# Start of EXCERPTED TEXT

Regular readers of Quilas may remember a post of mine from this time last year called Stealth Gentrification. It’s mostly quotations from an essay titled “Stealth Gentrification: Camouflage and Commerce on the Lower East Side”, by Lara Belkind.
She examines the period from 1980–2005, dividing it into three “stages”: 1980–1994; 1995–2002; and 2003–2005. Part 1 focussed on the stage 1. Part 2 will focus on stage 2. Part 3 will focus on stage 3, whenever I get around to it.
I posted Part 1 after the announcement that the bar Max Fish was closing. Max Fish was one of the first LES-gentrifying establishments, and people who claim to oppose gentrification were lamenting its closing. (They’ve since re-opened, after a failed move to Williamsburg.)
There’s something to be said for not being ostentatious, but just as glitter and paint cannot cover up the class struggle, neither can graffiti and riot gates.
So what exactly are they lamenting? Let’s take a look, shall we?
* * *
- The rise of content industries ushered in a new era of hyper-consumerism. In this milieu, bohemian concepts of the “avant-garde,” “underground,” and even “authenticity” were increasingly considered lifestyle options indicative of social identity, rather than political choices. In addition, with the declining importance of large-scale industrial production, cultural intermediaries, often members of urban subcultures, became essential to the search for new niche markets and marketable differences. This process depended on continuous diversification and the discovery of new source material.
It also meant that cultures once thought to be peripheral — including that of the ghetto and the urban disenfranchised — could be appropriated within the culture industry as sources of content.

# End of EXCERPTED TEXT

TASK 1:
Pick out each line in the records that contains the string "distant".

# Start of INFORMATION SHOWN

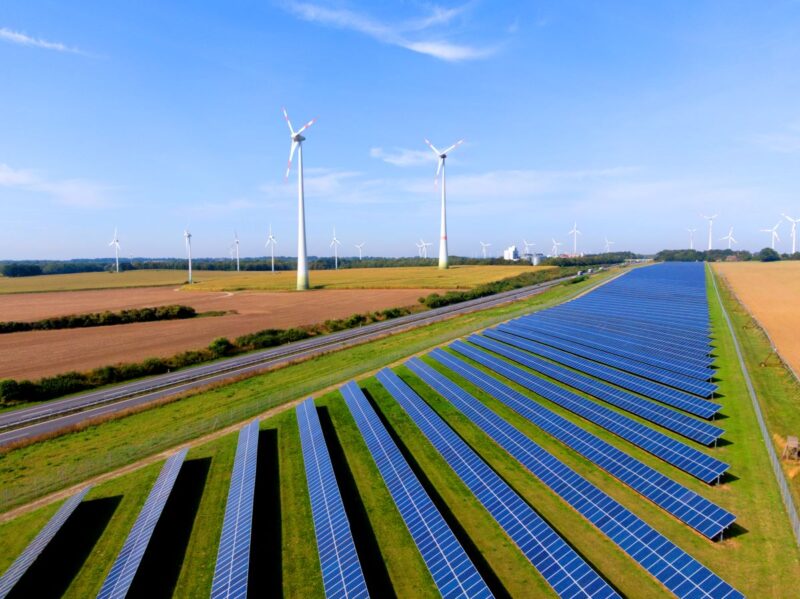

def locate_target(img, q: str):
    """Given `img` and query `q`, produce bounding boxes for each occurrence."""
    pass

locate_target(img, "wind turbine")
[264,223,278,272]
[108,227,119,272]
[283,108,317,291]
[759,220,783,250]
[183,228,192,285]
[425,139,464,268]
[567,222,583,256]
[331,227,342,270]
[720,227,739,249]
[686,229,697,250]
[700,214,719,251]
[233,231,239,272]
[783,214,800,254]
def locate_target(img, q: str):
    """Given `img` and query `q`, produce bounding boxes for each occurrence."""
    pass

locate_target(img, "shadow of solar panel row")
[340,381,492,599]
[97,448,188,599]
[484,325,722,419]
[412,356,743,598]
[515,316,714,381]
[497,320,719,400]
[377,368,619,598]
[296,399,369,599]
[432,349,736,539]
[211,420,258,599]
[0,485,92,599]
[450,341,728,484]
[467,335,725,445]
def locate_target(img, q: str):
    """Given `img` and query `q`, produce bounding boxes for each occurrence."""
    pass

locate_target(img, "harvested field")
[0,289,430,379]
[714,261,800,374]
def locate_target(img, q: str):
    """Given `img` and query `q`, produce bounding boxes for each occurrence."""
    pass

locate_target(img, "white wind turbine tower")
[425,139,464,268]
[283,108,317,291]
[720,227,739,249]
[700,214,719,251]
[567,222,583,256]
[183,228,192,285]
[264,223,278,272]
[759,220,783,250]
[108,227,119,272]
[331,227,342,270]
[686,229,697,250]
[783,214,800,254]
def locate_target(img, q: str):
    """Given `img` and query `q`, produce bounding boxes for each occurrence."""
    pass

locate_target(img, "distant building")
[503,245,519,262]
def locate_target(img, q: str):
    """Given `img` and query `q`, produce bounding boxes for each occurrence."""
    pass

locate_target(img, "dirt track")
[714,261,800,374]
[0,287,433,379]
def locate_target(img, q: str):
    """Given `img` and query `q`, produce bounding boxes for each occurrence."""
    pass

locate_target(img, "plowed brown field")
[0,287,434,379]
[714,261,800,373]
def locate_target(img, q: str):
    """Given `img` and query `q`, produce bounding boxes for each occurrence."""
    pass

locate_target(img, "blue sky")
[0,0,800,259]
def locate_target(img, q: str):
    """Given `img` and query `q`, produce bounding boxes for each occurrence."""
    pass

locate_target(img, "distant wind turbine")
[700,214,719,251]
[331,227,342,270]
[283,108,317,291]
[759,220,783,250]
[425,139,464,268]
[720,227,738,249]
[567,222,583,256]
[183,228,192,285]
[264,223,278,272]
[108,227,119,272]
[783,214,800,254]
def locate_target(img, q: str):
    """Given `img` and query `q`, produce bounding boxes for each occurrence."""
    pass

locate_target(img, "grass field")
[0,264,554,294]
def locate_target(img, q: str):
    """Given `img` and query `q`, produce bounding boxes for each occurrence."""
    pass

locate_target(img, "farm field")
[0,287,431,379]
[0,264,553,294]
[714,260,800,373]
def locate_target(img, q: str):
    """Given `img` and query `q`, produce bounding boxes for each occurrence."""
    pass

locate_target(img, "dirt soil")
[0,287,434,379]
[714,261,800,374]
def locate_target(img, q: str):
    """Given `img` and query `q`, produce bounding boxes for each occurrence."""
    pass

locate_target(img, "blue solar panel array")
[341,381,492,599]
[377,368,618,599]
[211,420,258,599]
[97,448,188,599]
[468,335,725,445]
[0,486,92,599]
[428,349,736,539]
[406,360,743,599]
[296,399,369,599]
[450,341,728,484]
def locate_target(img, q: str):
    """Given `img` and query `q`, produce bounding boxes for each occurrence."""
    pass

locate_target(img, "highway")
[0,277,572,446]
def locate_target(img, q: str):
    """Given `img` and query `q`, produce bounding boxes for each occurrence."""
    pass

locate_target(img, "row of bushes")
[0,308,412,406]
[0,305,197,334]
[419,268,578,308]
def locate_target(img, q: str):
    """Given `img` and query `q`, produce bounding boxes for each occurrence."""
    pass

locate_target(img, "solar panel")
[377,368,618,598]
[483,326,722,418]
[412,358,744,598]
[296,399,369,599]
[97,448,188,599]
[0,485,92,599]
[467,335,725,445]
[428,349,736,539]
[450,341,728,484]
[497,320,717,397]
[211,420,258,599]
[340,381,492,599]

# End of INFORMATION SHOWN

TASK 2:
Summarize the post in two sentences.

TASK ANSWER 1:
locate_target(img, "distant building")
locate_target(img, "distant wind turbine")

TASK ANSWER 2:
The post draws on Lara Belkind's essay about stealth gentrification on the Lower East Side, which splits 1980 to 2005 into three stages. It asks what people who mourned the closing of the early gentrifying bar Max Fish were really lamenting, and it quotes the essay's claim that content industries turned bohemian ideas like "authenticity" into lifestyle options and took up cultures once seen as peripheral, including the ghetto's, as sources of content.